Return every line of the data below that contains the string "dorsal". Case counts.

* _SUPPLIED MATERIAL_:

--- Begin ---

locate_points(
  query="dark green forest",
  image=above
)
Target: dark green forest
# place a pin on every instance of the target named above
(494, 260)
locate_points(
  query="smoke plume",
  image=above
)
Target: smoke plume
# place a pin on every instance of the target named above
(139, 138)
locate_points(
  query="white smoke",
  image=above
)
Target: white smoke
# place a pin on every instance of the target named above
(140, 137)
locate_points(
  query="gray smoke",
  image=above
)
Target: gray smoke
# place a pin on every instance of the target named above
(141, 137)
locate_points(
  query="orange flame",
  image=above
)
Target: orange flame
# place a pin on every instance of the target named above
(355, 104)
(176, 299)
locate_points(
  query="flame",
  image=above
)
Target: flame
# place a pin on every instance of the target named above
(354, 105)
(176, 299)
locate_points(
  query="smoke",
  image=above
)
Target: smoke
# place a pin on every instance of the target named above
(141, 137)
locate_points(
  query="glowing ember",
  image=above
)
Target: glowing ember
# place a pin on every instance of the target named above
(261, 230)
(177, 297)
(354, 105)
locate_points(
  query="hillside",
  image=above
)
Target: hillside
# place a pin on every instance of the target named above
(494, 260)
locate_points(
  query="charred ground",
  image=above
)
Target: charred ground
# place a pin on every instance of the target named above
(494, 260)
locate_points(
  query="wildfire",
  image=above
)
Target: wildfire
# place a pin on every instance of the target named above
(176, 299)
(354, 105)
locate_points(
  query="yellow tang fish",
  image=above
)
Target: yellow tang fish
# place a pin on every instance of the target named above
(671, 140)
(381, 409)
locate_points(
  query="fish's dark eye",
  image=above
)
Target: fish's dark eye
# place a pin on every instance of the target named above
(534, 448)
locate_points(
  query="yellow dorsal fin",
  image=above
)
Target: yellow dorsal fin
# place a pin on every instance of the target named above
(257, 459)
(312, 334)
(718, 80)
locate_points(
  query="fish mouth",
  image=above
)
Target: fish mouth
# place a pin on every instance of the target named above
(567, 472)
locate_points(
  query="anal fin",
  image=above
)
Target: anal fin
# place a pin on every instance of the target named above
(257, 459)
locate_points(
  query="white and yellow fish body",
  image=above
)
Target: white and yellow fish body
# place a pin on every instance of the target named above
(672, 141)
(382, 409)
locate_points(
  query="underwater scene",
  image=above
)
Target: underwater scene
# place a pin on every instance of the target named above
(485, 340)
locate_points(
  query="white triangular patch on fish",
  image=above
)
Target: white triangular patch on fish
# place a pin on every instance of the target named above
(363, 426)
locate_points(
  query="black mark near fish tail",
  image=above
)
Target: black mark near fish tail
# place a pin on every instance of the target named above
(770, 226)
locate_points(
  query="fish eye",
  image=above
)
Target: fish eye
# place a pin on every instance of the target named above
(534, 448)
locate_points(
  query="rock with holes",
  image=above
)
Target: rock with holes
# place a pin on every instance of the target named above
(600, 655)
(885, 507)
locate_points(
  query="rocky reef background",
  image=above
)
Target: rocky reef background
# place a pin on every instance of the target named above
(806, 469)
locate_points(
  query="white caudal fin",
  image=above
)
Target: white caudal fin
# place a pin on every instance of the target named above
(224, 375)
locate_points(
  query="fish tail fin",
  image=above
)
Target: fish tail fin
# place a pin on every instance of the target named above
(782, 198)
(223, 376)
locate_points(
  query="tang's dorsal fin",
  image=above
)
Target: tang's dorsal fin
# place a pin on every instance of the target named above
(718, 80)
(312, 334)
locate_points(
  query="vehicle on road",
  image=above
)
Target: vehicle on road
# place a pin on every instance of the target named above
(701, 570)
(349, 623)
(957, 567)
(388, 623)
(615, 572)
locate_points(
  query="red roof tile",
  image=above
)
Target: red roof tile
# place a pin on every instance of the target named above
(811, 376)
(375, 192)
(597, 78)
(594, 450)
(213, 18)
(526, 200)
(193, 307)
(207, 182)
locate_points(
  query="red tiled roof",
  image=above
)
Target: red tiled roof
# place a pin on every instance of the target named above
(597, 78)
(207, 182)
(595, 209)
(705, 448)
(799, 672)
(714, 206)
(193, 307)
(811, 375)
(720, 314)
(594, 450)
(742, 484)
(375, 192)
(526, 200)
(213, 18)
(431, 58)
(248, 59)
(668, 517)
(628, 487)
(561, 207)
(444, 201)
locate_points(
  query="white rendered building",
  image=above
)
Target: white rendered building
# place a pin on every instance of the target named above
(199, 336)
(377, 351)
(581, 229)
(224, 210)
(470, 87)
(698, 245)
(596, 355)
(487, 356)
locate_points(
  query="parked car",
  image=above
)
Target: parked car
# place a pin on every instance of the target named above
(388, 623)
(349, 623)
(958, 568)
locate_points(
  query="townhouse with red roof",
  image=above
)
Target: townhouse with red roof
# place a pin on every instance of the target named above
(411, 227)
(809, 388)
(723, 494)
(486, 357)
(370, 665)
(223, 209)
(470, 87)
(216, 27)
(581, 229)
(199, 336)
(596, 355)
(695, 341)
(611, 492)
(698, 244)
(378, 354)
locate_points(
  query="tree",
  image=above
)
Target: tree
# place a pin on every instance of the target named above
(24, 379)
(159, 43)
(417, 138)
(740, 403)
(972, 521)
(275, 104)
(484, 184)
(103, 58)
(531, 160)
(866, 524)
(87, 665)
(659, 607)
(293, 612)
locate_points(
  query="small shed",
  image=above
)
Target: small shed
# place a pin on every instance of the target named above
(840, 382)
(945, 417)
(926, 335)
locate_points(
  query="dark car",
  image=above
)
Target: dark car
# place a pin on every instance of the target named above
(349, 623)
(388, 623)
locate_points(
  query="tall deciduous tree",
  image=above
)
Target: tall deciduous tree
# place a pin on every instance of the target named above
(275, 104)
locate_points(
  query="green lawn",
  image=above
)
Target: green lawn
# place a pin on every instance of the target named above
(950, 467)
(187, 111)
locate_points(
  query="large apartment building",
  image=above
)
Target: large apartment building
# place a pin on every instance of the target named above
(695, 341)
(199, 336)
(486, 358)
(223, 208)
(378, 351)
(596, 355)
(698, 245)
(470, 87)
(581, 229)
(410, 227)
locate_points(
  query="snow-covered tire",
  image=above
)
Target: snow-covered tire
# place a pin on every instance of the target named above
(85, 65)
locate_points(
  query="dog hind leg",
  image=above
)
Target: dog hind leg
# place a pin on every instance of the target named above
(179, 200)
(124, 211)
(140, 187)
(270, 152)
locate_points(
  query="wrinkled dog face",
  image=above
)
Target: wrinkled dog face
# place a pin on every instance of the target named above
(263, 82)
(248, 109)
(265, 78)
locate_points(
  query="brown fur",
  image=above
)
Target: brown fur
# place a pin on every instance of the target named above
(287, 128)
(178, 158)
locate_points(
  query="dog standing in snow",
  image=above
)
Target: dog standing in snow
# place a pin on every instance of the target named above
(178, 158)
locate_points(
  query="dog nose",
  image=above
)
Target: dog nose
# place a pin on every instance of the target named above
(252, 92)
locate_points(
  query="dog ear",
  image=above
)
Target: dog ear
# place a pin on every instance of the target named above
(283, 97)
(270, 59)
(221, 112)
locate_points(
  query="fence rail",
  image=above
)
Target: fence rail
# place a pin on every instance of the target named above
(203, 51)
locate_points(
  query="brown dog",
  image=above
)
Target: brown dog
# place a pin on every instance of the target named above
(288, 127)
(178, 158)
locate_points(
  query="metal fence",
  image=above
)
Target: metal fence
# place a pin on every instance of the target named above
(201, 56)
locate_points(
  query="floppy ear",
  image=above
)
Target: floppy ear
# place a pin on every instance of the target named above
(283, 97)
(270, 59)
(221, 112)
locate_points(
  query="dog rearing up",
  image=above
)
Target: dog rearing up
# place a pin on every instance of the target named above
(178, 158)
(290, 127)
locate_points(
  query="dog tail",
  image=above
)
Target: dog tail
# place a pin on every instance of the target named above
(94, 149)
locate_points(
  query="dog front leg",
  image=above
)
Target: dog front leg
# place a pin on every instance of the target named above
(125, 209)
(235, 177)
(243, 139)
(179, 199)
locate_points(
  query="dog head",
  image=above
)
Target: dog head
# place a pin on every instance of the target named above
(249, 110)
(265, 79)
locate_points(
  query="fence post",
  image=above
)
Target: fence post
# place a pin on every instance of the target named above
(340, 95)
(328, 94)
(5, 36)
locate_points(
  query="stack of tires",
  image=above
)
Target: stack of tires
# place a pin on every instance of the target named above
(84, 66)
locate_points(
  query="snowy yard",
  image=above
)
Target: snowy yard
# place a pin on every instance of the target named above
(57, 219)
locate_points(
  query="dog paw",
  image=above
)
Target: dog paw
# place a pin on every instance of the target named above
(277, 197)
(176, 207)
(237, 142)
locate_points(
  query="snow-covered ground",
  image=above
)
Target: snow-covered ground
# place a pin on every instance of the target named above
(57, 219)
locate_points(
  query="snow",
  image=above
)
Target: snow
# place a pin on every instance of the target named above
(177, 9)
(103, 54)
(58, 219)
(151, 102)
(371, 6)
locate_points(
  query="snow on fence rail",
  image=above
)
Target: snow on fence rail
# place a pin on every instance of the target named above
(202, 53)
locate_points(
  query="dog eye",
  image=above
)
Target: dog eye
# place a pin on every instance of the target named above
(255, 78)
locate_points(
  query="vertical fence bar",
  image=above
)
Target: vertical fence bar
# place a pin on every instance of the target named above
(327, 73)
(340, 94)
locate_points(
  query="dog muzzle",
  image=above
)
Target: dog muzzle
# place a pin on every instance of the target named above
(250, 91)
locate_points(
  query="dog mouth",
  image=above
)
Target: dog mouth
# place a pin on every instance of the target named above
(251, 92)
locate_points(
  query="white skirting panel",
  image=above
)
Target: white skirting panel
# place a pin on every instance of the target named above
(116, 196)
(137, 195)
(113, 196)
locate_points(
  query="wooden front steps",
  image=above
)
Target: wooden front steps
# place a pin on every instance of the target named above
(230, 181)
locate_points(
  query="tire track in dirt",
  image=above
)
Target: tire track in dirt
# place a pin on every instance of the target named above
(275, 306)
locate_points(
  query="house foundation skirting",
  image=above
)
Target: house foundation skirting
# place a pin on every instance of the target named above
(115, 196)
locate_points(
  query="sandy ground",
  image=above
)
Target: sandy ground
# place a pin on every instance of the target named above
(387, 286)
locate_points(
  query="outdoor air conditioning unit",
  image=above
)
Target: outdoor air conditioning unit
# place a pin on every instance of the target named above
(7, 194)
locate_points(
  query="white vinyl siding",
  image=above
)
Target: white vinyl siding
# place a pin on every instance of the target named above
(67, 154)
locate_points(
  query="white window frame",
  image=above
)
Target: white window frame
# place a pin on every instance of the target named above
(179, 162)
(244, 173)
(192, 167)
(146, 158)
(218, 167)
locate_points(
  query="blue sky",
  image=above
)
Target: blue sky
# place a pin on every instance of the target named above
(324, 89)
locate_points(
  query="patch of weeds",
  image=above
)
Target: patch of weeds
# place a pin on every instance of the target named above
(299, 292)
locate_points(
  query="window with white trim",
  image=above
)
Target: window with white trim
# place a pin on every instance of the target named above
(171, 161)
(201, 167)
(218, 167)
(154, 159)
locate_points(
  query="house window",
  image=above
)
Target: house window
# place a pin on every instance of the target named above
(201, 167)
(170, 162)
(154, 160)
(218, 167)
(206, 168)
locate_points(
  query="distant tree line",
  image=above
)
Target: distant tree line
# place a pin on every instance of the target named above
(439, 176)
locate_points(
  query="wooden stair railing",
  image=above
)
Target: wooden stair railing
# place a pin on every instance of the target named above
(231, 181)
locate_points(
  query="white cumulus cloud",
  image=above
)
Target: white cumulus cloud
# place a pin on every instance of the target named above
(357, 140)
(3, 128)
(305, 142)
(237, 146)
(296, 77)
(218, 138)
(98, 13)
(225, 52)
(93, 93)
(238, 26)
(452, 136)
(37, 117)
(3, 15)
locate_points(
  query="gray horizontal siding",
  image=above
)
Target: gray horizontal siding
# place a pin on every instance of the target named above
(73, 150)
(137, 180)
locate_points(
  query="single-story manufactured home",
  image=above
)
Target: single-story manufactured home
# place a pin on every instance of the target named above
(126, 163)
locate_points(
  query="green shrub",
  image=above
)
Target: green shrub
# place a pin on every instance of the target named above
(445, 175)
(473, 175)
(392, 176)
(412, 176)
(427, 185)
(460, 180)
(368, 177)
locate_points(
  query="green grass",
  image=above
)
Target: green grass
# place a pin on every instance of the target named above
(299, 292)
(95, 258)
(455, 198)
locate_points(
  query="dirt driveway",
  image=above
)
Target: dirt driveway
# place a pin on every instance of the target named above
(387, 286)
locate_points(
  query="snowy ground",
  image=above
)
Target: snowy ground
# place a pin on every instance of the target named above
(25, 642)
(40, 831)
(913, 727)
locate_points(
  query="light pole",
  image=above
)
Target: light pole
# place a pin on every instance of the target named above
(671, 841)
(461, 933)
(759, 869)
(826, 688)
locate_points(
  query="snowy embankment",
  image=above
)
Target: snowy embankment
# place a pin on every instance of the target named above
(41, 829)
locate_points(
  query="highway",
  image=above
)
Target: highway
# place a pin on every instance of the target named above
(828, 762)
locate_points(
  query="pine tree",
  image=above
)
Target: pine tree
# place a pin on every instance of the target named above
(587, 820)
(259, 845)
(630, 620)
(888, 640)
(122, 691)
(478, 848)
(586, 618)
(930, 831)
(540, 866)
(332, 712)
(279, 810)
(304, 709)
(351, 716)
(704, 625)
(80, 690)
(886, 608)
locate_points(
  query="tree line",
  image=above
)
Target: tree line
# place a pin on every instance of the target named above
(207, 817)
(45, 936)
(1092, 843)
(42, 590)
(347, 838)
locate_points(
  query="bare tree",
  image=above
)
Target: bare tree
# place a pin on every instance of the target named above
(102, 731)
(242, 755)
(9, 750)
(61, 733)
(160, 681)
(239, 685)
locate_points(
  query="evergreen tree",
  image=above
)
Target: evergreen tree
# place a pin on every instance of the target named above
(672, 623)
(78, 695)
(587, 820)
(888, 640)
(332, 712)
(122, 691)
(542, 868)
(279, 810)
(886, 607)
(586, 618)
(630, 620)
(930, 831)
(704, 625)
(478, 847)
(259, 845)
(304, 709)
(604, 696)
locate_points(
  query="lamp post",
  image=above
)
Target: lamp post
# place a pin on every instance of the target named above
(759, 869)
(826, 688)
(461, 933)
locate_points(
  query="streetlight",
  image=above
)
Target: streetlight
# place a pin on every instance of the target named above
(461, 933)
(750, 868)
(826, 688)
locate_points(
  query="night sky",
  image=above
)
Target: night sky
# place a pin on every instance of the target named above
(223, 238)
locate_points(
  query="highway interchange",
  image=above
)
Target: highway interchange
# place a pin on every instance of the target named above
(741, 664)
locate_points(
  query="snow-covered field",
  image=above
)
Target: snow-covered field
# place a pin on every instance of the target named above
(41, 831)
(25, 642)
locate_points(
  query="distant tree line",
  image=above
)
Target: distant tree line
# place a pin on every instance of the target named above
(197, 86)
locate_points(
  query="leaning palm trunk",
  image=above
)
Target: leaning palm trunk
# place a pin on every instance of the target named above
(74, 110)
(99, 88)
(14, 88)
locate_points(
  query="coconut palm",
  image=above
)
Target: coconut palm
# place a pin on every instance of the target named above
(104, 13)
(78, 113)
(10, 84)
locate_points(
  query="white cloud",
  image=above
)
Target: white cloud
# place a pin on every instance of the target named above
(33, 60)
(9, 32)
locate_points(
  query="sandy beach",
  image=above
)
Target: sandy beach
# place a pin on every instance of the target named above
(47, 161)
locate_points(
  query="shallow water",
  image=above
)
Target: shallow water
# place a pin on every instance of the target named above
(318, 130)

--- End ---

* _SOLUTION TO THIS EXERCISE_:
  query="yellow dorsal fin",
Target: yellow dorsal fin
  query="tang's dorsal fin",
Target: tang's dorsal fin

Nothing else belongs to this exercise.